PROVIDED ENTRIES:

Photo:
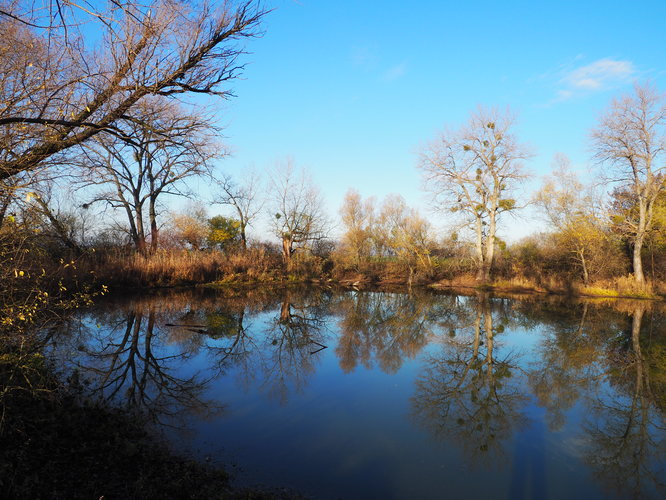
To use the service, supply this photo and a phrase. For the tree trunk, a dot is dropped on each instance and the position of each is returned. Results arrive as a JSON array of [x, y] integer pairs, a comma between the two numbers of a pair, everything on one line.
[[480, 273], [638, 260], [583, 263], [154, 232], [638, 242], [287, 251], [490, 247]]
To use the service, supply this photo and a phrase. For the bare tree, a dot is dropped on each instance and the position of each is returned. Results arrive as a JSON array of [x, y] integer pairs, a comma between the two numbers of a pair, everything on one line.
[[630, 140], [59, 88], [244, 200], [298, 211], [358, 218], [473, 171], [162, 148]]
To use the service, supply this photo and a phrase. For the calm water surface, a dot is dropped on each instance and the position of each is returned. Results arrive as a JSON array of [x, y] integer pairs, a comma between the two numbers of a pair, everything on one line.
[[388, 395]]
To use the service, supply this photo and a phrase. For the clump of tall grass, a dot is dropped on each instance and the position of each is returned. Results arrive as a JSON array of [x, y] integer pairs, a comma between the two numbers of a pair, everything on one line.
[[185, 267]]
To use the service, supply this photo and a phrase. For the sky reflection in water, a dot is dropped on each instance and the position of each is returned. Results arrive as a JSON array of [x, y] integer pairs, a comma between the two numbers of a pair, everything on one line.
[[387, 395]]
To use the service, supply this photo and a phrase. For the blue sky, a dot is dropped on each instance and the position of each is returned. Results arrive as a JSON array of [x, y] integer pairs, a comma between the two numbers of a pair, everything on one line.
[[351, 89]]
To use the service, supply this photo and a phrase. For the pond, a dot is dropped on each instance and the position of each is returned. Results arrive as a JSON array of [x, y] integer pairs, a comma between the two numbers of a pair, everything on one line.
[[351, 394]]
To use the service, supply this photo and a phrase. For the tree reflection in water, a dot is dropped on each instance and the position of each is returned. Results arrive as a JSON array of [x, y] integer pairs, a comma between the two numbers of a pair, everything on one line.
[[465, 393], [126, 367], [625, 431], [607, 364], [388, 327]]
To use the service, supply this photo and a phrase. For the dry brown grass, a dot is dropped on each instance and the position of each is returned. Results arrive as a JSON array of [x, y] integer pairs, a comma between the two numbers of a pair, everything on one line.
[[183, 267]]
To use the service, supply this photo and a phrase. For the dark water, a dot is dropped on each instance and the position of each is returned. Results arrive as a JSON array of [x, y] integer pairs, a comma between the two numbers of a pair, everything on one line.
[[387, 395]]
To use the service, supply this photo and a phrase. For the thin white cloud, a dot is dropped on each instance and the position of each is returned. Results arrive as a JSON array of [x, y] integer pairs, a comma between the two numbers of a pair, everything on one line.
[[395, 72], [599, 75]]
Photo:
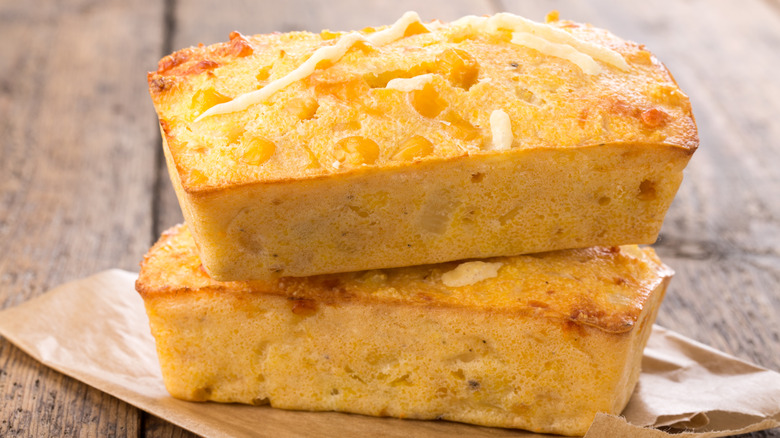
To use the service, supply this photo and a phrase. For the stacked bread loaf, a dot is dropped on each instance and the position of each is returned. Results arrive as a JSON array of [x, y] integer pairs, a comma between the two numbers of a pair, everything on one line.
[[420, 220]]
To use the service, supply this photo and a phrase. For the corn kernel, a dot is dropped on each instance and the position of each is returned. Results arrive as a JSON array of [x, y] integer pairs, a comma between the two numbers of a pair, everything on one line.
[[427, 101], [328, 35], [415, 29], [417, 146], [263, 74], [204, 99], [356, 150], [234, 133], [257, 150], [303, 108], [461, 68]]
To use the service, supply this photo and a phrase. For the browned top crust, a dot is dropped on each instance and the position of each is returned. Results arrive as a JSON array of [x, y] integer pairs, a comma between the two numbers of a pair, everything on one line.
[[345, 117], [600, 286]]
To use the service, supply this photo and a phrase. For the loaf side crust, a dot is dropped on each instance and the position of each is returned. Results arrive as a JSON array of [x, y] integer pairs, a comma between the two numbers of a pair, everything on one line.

EXERCISE DESCRIPTION: All of the entries above are to be transcribed word for word, with no pictures included.

EXERCISE SOLUTION:
Photo:
To use the service, supply this photo and a phrase. For the tree trunk, a dot is dropped on each instance and the position of each is returned. Results arrive as a JSON array of [x, y] integer pairs, a comma between the two numbers of a pair, everything on one line.
[[480, 273], [638, 260], [583, 263], [154, 232], [638, 242], [287, 251], [490, 247]]
To use the service, supply this photo and a phrase. For the bare tree, a dot is dropped on each instance and the position of each is returned. Results arrive as a JSON array of [x, y] integer pairs, a comma between the two numbers of a pair, everything on one line.
[[630, 140], [59, 88], [244, 200], [298, 211], [358, 218], [473, 171], [162, 148]]
To use the service, supply this photo and a phrase. For the calm water surface, a dot is dropped on each instance and the position of each is returned. Results arrive as a JSON array of [x, y] integer pairs, a comma between the two numbers of a pair, everything on one line.
[[388, 395]]
To use the service, supply this photo and a phrase. For the clump of tall grass, a dot is dropped on each instance and the position of each is returned. Results arrive as a JSON array of [x, y] integer pairs, a comma between the two numbers of a pair, everything on one line.
[[185, 267]]
To use the service, supply this photo and a phrase. For the sky reflection in water, a dot is dropped on each instance and the position of each is returned. Results arrive as a JSON array of [x, y] integer pairs, a comma between the two numbers of a pair, everything on one line.
[[387, 395]]
To use the service, supply this photo and a phrase. For the blue sky, a dot is dropped on each instance and the position of each is returned. Results arrive as a JSON array of [x, y] integer pairs, a comma between the two numbers of a pair, everything on one line.
[[351, 89]]
To use the service, supply this photo and a phrase. For the pond, a dot is dropped on each instance and the position of each is returned. Results arrive as a JSON array of [x, y] integer pairs, a comma between the two numbers of a pair, everything on one line.
[[351, 394]]
To use the service, supply this photo and a phrase. For the tree reflection in water, a dot is dropped on each instance and the position of each is returned. Results arrive as a JSON array of [x, y] integer pairs, a comma between the two numbers of a pair, everything on one line.
[[465, 393], [126, 367], [625, 431], [607, 364], [388, 327]]
To use the service, supply this photo and a phrase. For the dry brown grass, a dot is dropped on each instance and the position of each is returned. Results arrive as a JSON array of [x, y] integer pairs, a comma between the two numbers of a pair, everything on one line.
[[183, 267]]
To use the service, supply this photo and a phrase. For the dark water, a dot is dropped on each instance and the position of each is returned. Results arrive as a JSON array of [x, y] integer pairs, a comma between the two numbers of a pair, everything on one line.
[[387, 395]]
To use the service, supply this photo and a phrase. For the thin white cloud, a dot is dropped on each instance and the position of each is returned. Results arrive as a JSON array of [x, y] integer pairs, a comma between the two numbers of a pair, everything on one line.
[[395, 72], [599, 75]]
Photo:
To use the service, supply this photo and a phrase. For the stacked bread loaf, a dot is dropped on each instance and the position of each is returned. Results arrive as a JSON array of [x, y] integer pairs, a comma between the two numbers of a pair, everything on one line.
[[420, 220]]
To use the service, supply this photo and a phrase. For the corn kernel, a dot is dropped on each instance and the position of each is returned. Results arrive as a JSON array of [x, y] integer pairs, a comma between the two numbers of a pair, everything on one line.
[[427, 101], [328, 35], [415, 29], [417, 146], [263, 74], [204, 99], [356, 150], [234, 133], [257, 150], [303, 108], [461, 68]]
To use the service, supply this photo and a phrase. For the browned top crust, a dot is dropped on each instance and the position of each is returned. Results arrive as a JSON array of [x, y] integer pairs, a comma between the two numbers of a pair, everything on one line.
[[345, 117], [600, 286]]
To use the service, supply this photo and a phrase. For the loaf side crust, a dot is dropped on each instance and the position of each is returned. Results arrive as a JSON array of [x, y] integer pairs, a comma between the two numbers of a pair, everything on one line.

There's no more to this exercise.